Philadelphia
Outside U.S. Sen. McCormick’s Philly office, protesters decry academic funding cuts
Hundreds of area researchers targeted a senator they call “missing in action” to defend the funding that powers Philly’s “eds and meds” economy

More than 200 unionized graduate students, researchers, university faculty, and their supporters rallied on Wednesday in front of U.S. Sen. Dave McCormick's Philadelphia office. Hilary Danailova
Waving signs with slogans like “When Science Works, People Thrive,” more than 200 unionized graduate students, researchers, university faculty, and their supporters rallied on Wednesday in front of U.S. Sen. Dave McCormick's Philadelphia office. They decried the proposed federal funding cuts, which they said would decimate their institutions’ – and the nation’s – critical research while imperiling their livelihoods.
Bradley Philbert, who helped organize the event in his role as vice president of United Academics of Philadelphia, a local affiliate of the American Federation of Teachers, said the protesters chose to target McCormick because the Republican “has hid on the issue.” “His Philly offices are notoriously empty,” added Philbert, a literature instructor at Penn State Brandywine. “It’s an abandonment of folks that are at the heart of Pennsylvania’s economy.”
Phone calls to Sen. McCormick’s Philadelphia and Washington, D.C. offices seeking comment went unreturned on Wednesday.
Several Philadelphia-area labor leaders and legislators attended the February 19 rally, which was part of a multi-city “National Day of Action” organized by Labor for Higher Education, a coalition of unions representing higher-education workers and students across the U.S. Despite the bitter cold, protesters came from at least a half-dozen area institutions, including the Community College of Philadelphia, Drexel University, Temple University, and the University of Pennsylvania.
The protesters were chiefly concerned about the impact of President Donald Trump’s proposed cuts to the National Institute of Health, which funds hundreds of millions of dollars in research at commonwealth universities.

Material supplied:
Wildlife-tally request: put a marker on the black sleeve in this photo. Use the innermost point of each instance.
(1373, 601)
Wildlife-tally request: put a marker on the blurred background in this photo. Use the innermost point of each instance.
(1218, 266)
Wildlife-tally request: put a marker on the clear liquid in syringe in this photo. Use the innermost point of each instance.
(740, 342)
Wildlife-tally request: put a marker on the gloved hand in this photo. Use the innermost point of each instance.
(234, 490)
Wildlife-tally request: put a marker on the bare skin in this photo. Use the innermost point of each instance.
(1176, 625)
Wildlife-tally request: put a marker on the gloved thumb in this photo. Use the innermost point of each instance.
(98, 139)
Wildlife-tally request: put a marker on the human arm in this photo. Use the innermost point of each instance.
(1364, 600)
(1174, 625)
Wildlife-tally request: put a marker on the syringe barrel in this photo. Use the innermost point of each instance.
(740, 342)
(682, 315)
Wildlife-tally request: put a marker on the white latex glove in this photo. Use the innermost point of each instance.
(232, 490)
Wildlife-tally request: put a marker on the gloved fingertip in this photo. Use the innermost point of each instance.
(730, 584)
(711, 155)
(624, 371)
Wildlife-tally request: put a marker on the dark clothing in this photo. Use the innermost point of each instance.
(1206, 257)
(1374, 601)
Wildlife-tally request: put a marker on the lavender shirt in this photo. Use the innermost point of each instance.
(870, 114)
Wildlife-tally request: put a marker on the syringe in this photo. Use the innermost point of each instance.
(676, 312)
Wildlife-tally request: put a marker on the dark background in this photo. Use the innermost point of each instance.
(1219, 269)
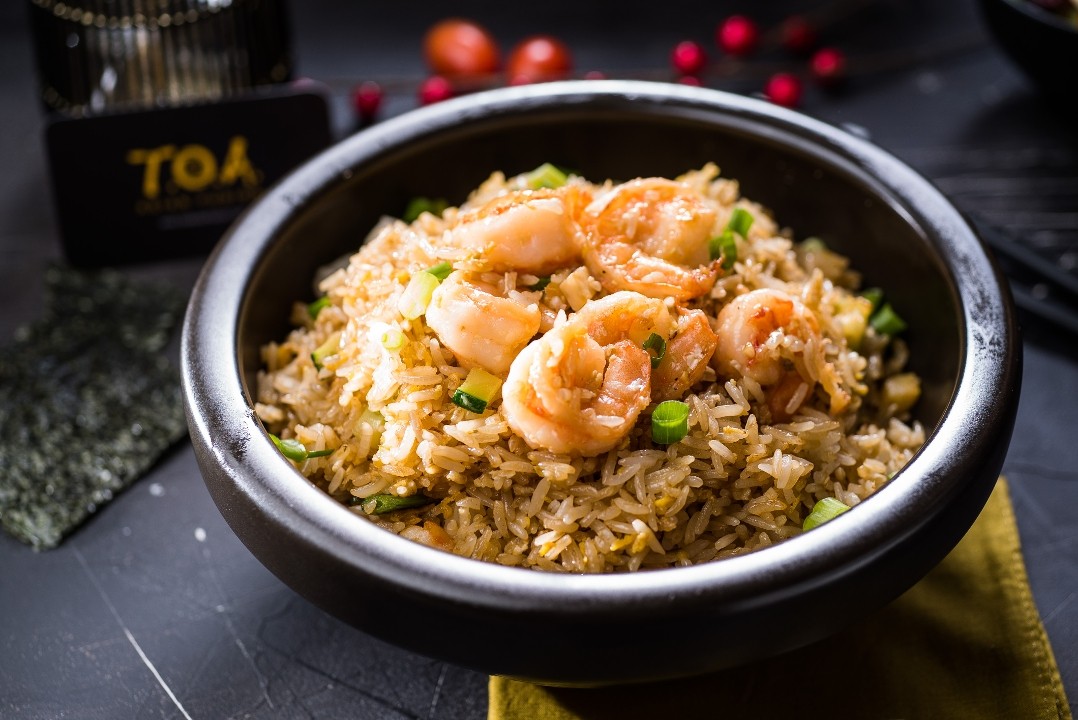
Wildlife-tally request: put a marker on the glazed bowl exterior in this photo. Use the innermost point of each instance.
(593, 630)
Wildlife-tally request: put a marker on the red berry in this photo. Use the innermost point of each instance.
(737, 35)
(539, 58)
(784, 88)
(828, 65)
(689, 57)
(433, 90)
(456, 46)
(367, 99)
(799, 35)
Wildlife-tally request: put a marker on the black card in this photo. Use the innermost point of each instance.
(166, 182)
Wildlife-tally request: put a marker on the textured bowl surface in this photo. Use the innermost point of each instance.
(576, 630)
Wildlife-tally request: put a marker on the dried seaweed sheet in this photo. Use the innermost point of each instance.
(88, 401)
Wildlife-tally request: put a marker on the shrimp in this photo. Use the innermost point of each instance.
(651, 235)
(766, 335)
(581, 386)
(479, 323)
(687, 356)
(529, 231)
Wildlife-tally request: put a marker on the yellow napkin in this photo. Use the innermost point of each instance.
(964, 642)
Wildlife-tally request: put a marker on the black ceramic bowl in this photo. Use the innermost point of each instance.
(585, 630)
(1040, 42)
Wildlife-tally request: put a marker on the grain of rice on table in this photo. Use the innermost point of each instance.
(798, 412)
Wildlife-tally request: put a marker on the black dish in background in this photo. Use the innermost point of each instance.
(572, 630)
(1044, 44)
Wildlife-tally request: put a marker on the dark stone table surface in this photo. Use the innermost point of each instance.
(154, 609)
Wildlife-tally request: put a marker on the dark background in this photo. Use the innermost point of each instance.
(154, 605)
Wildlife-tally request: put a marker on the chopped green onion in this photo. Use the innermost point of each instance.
(383, 502)
(547, 176)
(441, 271)
(823, 511)
(669, 421)
(419, 205)
(874, 295)
(655, 347)
(741, 221)
(294, 451)
(886, 320)
(413, 302)
(478, 390)
(316, 307)
(726, 247)
(326, 349)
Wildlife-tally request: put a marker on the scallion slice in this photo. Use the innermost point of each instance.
(823, 511)
(726, 247)
(295, 451)
(316, 307)
(419, 205)
(413, 302)
(669, 421)
(886, 321)
(547, 176)
(383, 502)
(478, 390)
(441, 271)
(655, 347)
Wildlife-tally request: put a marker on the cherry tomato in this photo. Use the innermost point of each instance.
(537, 58)
(456, 46)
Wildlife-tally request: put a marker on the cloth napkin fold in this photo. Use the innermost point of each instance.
(964, 642)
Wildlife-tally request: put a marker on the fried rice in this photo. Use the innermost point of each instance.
(363, 396)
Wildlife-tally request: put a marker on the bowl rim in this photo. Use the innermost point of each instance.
(1039, 15)
(222, 418)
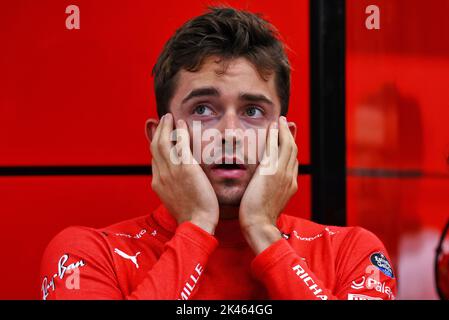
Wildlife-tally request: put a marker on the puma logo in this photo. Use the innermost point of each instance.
(126, 256)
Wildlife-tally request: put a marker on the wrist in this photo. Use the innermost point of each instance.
(207, 226)
(261, 236)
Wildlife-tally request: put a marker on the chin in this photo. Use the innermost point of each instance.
(230, 196)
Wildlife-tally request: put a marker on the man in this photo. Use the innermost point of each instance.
(220, 233)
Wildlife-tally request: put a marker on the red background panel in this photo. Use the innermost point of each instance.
(82, 96)
(397, 126)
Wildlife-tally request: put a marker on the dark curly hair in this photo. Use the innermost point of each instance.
(227, 33)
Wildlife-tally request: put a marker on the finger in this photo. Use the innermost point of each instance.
(295, 176)
(269, 163)
(285, 143)
(293, 161)
(165, 142)
(183, 142)
(155, 141)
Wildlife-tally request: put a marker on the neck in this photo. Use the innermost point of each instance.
(229, 212)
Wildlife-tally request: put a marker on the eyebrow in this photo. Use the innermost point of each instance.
(211, 91)
(201, 92)
(255, 98)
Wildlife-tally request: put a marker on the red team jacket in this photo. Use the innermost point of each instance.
(152, 258)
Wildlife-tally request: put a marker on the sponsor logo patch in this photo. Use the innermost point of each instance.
(352, 296)
(381, 262)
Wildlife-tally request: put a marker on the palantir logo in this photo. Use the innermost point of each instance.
(381, 262)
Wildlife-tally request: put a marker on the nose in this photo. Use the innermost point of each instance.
(230, 128)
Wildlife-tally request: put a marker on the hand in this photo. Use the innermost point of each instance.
(182, 186)
(266, 195)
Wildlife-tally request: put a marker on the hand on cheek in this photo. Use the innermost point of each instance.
(182, 185)
(270, 190)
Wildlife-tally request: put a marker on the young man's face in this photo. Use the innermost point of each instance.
(235, 97)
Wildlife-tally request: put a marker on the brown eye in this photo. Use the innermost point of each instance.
(253, 112)
(202, 110)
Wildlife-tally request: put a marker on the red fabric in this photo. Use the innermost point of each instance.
(152, 258)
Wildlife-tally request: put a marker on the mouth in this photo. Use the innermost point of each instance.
(229, 171)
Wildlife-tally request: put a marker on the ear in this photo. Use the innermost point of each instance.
(150, 128)
(292, 127)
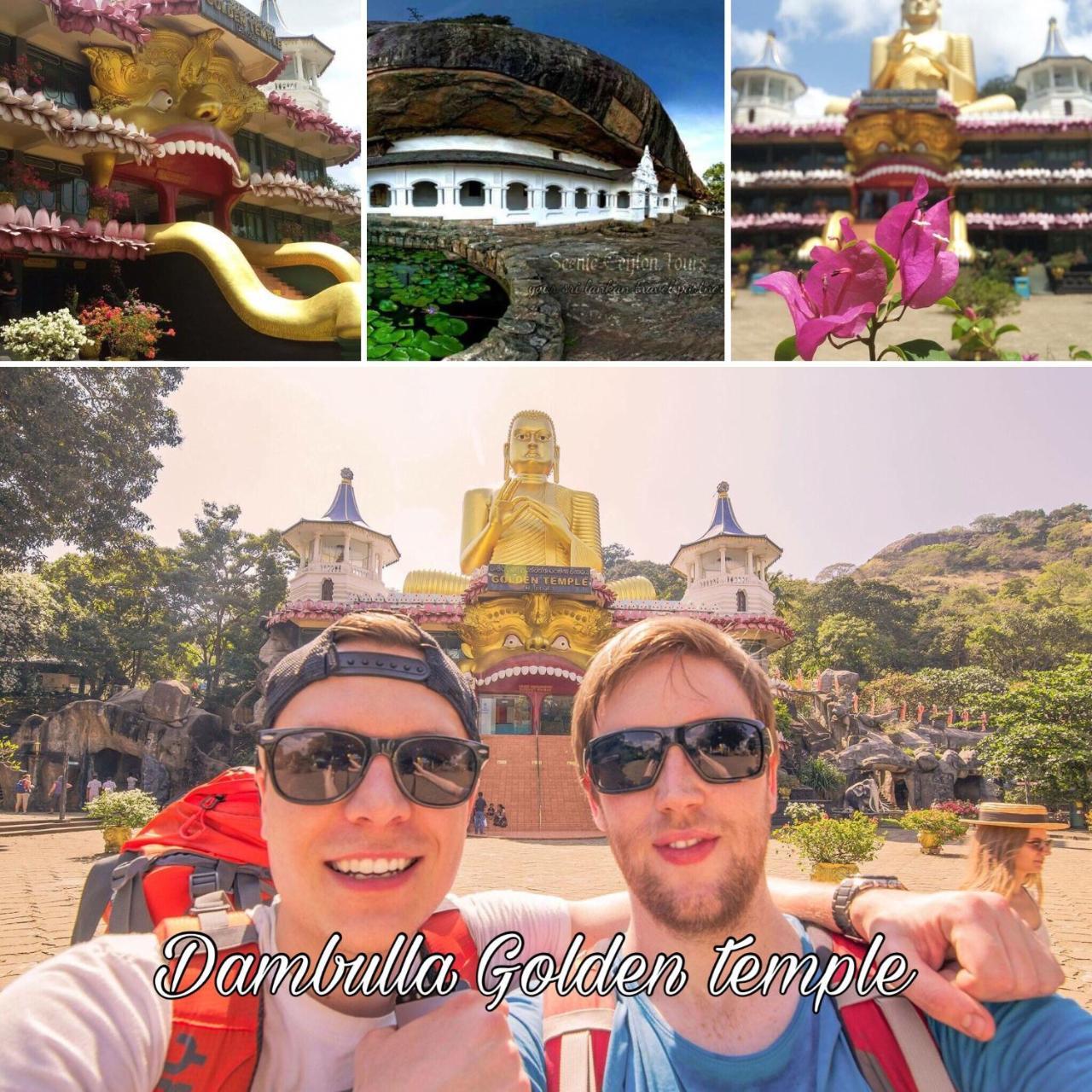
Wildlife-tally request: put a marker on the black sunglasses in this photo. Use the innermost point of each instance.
(728, 748)
(321, 765)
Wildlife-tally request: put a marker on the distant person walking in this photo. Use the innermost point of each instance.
(479, 807)
(1008, 851)
(61, 785)
(23, 790)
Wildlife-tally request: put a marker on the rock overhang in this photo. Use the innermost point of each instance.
(502, 81)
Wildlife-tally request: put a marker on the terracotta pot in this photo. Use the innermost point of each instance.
(826, 873)
(929, 842)
(116, 837)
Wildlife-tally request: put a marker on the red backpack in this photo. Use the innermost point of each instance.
(890, 1038)
(198, 866)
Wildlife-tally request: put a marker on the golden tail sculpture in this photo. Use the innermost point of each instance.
(334, 314)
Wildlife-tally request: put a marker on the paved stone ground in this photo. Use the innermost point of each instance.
(640, 297)
(1048, 326)
(42, 876)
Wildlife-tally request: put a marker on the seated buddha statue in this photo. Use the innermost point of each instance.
(923, 57)
(529, 519)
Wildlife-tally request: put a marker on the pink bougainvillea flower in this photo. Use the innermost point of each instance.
(839, 295)
(917, 241)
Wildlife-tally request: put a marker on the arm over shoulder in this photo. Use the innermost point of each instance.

What this exercise asks:
#1 According to the rally article, what organization does Bradley Philbert serve as vice president?
#2 Decide whether each statement agrees with the rally article, and support each yes or no with the deciding words quoted from it.
(a) The rally was held on February 19.
(b) Philbert teaches literature at Temple University.
(c) McCormick's offices answered the calls seeking comment on Wednesday.
#3 Write the next part of the rally article, starting after its final sentence.

Answers to the tasks:
#1 United Academics of Philadelphia, a local affiliate of the American Federation of Teachers.

#2
(a) Yes: "the February 19 rally"
(b) No: "a literature instructor at Penn State Brandywine"
(c) No: "seeking comment went unreturned on Wednesday"

#3
If the cuts, which are currently blocked by court order, go through as proposed, many scholars will lose the primary source of revenue that not only supports critical research into medicine, technology and other fields, but also funds their employment. The measures would effectively winnow two fields – education and health sciences – that are among Pennsylvania’s premier economic engines.
Penn State has said its research efforts could lose at least $35 million in NIH grants, while the University of Pennsylvania has estimated its potential research funding losses at $250 million. But researchers say the threatening nature of recent federal directives has already prompted numerous scientists to scale back research activity.
Several attendees also expressed concerns about the impact of federal crackdowns on diversity, equity, and inclusion initiatives and about what they see as a new climate of academic censorship. Philbert said his class in social justice literature is “squarely in the crosshairs” of an anti-DEI directive he and colleagues recently received from the federal Department of Education.
Another protester on Wednesday was Sam Layding, a Penn doctoral student in chemical and biomolecular engineering and a bargaining representative for the graduate teaching assistants’ union. Layding’s work is funded by a National Science Foundation grant that was targeted by U.S. Sen. Ted Cruz’s office for potential investigation “as being, to put it bluntly, too woke of a use of funds,” the researcher said, explaining that the lab’s work touches on environmental sustainability.
Layding called on McCormick to advocate for the intellectual activity that makes Pennsylvania a world-class research hub: “As the senator for an important state, he has the opportunity to play an important role in guaranteeing the continued funding of scientific research in this country.”